[Stored data entries]
|---|

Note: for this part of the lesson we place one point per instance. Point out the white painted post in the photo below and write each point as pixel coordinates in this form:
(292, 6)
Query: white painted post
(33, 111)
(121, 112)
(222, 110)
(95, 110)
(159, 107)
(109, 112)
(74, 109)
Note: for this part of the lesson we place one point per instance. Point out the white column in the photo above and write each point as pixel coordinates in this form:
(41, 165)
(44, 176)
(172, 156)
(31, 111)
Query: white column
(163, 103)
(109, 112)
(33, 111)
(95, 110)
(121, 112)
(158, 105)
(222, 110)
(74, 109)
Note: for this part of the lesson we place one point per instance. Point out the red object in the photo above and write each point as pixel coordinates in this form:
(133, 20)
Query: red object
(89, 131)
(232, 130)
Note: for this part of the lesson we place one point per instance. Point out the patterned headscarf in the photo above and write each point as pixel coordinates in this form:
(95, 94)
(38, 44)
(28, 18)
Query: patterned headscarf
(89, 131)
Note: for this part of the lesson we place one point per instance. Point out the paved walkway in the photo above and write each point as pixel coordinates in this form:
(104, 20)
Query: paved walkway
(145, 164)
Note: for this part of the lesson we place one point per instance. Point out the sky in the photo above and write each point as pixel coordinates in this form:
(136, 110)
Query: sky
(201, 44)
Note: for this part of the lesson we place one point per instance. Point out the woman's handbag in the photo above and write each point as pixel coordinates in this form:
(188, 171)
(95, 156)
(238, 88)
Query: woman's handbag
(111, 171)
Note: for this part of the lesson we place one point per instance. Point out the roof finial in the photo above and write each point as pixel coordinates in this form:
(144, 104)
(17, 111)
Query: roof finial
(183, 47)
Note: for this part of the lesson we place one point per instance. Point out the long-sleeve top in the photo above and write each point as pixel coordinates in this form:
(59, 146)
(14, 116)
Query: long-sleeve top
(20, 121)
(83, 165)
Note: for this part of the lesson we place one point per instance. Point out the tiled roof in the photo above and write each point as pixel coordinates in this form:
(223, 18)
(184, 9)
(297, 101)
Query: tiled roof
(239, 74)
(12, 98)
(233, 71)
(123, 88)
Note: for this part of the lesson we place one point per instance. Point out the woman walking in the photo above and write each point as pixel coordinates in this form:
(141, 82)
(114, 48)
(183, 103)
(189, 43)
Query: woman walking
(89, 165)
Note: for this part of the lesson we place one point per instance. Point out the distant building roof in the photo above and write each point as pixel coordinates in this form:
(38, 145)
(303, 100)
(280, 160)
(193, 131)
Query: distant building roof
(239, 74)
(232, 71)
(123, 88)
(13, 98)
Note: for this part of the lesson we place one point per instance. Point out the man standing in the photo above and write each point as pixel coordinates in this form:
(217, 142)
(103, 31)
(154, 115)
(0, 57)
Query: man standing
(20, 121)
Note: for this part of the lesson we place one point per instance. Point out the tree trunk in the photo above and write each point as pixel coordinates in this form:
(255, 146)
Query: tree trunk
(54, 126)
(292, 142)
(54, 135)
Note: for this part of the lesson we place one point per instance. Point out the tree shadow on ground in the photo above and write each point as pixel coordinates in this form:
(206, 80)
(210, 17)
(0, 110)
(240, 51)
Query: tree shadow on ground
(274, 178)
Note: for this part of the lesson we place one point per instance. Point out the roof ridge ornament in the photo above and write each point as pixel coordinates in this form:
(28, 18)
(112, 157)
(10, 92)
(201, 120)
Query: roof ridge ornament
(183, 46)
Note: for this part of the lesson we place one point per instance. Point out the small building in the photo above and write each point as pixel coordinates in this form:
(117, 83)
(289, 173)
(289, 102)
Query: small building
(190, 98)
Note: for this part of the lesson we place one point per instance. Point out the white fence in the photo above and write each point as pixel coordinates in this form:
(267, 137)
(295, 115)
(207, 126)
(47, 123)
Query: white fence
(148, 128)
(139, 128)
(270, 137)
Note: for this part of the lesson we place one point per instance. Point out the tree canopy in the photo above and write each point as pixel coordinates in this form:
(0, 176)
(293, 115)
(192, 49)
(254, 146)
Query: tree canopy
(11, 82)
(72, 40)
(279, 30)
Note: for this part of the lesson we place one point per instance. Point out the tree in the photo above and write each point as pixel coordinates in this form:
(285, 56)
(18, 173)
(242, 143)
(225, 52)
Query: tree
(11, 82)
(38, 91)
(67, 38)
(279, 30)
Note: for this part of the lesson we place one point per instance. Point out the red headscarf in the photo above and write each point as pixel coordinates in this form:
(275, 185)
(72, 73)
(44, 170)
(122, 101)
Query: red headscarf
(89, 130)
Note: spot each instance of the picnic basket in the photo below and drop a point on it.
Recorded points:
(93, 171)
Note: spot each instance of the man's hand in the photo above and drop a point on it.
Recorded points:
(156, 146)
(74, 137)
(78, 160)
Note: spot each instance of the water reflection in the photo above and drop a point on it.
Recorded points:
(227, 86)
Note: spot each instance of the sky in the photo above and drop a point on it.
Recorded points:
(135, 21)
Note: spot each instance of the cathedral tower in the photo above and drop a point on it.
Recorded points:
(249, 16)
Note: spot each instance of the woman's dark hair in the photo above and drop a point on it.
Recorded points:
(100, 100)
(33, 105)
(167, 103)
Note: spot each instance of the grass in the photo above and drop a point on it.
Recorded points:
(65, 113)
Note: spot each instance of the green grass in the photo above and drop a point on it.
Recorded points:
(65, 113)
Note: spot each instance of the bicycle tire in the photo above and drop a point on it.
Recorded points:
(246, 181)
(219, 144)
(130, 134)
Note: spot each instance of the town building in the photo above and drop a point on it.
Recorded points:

|---|

# AIM OF THE EXERCISE
The reply must present every entry, transcribed with its exact wording.

# WRITTEN RESPONSE
Note: for this part of the lesson we place one point per instance. Point out the white painted post in the photo below and write each point as pixel coordinates in this form:
(292, 6)
Query: white painted post
(33, 111)
(121, 112)
(222, 110)
(95, 110)
(159, 107)
(109, 112)
(74, 109)
Note: for this part of the lesson we place one point per instance. Point out the white column in the photo above and write each point as pixel coordinates in this form:
(41, 165)
(44, 176)
(172, 156)
(31, 111)
Query: white column
(163, 103)
(109, 112)
(33, 111)
(95, 110)
(121, 112)
(158, 105)
(222, 110)
(74, 109)
Note: for this part of the lesson we place one point per instance. Point out the red object in the photo above and write each point as pixel coordinates in this form:
(133, 20)
Query: red object
(89, 131)
(232, 130)
Note: for this part of the lesson we place one point per instance. Point out the patterned headscarf in the photo above and write each point as pixel coordinates in this form:
(95, 94)
(38, 44)
(28, 18)
Query: patterned headscarf
(89, 131)
Note: for this part of the lesson we place one point per instance. Point out the paved walkway in the photo above and write each point as pixel coordinates in this form:
(104, 20)
Query: paved walkway
(145, 164)
Note: for this part of the lesson we place one point per instance. Point out the sky in the photo above and write each point as pixel coordinates in this form:
(136, 110)
Query: sky
(201, 44)
Note: for this part of the lesson we place one point per instance. Point out the woman's handbag in the photo above and write each point as pixel coordinates in this form:
(188, 171)
(95, 156)
(238, 88)
Query: woman's handbag
(111, 171)
Note: for this part of the lesson we place one point per instance. Point out the roof finial in the photo above and write each point as pixel coordinates in this form:
(144, 104)
(17, 111)
Query: roof finial
(183, 47)
Note: for this part of the lesson we place one point per instance. Point out the long-sleeve top in the photo above and write each point as pixel coordinates in this form:
(59, 146)
(14, 116)
Query: long-sleeve top
(20, 121)
(83, 165)
Note: for this part of the lesson we place one point per instance. Point out the tiled roof in the photo above and write each point as pixel coordinates in this form:
(223, 18)
(184, 9)
(297, 101)
Query: tiled roof
(239, 74)
(12, 98)
(233, 71)
(123, 88)
Note: for this part of the lesson we place one point per instance. Point out the woman walking in the photo above and write each point as pixel coordinates in this form:
(141, 82)
(114, 48)
(183, 103)
(189, 43)
Query: woman walking
(89, 165)
Note: for this part of the lesson we place one point per instance. Point out the distant building roof in the photo above and write each point as pixel coordinates in this form:
(38, 145)
(303, 100)
(280, 160)
(193, 131)
Query: distant building roof
(239, 74)
(232, 71)
(123, 88)
(13, 98)
Note: for this part of the lesson we place one point per instance. Point out the man standing in the photo above and write each point as pixel coordinates in this form:
(217, 142)
(103, 31)
(154, 115)
(0, 57)
Query: man standing
(20, 121)
Note: for this part of the lesson we place one point per instance. Point out the tree trunk in the photo above and write each point as pixel coordinates in this form:
(255, 146)
Query: tree trunk
(54, 126)
(292, 142)
(54, 135)
Note: for this part of the lesson we place one point per instance. Point out the tree shadow on ground in the photo above and write each point as pixel coordinates in this form:
(206, 80)
(210, 17)
(0, 110)
(240, 51)
Query: tree shadow on ground
(274, 178)
Note: for this part of the lesson we place one point per instance. Point out the roof ridge ornament in the photo above and write each point as pixel coordinates in this form:
(28, 18)
(112, 157)
(10, 92)
(201, 120)
Query: roof ridge ornament
(183, 46)
Note: for this part of the lesson we place one point per instance. Point out the small building in the photo above and write each point as pixel coordinates in this form:
(117, 83)
(289, 173)
(289, 102)
Query: small building
(190, 98)
Note: for this part of the lesson we place one point per instance. Point out the white fence in the photo above and write each point as pixel coordinates in this form:
(267, 137)
(295, 115)
(207, 126)
(47, 123)
Query: white fence
(148, 128)
(139, 128)
(270, 137)
Note: for this part of the lesson we place one point per instance. Point out the tree canopy in the photo above and write each point as pixel coordinates in this form:
(0, 176)
(293, 115)
(192, 49)
(254, 146)
Query: tree canopy
(11, 82)
(72, 40)
(279, 30)
Note: for this part of the lesson we place one point per instance. Point out the tree in the photo above and write each point as pixel coordinates in this form:
(285, 56)
(18, 173)
(242, 143)
(225, 52)
Query: tree
(11, 82)
(38, 91)
(67, 38)
(279, 30)
Note: for this part of the lesson we place one point per instance. Point out the red headscarf in the photo above and write each point as pixel coordinates in this form:
(275, 185)
(72, 73)
(44, 170)
(122, 101)
Query: red headscarf
(89, 130)
Note: spot each instance of the picnic basket in the photo below and drop a point on it.
Recorded points:
(93, 171)
Note: spot each instance of the man's hand in the photo above and drop a point on it.
Recorded points:
(156, 146)
(74, 137)
(78, 160)
Note: spot each instance of the water reflection in the photo above and drop a point on it.
Recorded points:
(227, 86)
Note: spot each instance of the sky in the photo above and drop a point on it.
Recorded points:
(135, 21)
Note: spot each instance of the cathedral tower in the photo above and drop a point on it.
Recorded points:
(249, 16)
Note: spot each instance of the woman's dark hair in the photo above and drop a point on it.
Recorded points:
(100, 100)
(33, 105)
(167, 103)
Note: spot each instance of the grass in the photo above and drop a point on it.
Recorded points:
(65, 113)
Note: spot each instance of the green grass in the photo above and drop a point on it.
Recorded points:
(65, 113)
Note: spot each instance of the bicycle tire in the photo above and drop a point on it.
Recorded points:
(246, 181)
(219, 144)
(130, 134)
Note: spot each instance of the town building in the photo above and drop a point on it.
Recorded points:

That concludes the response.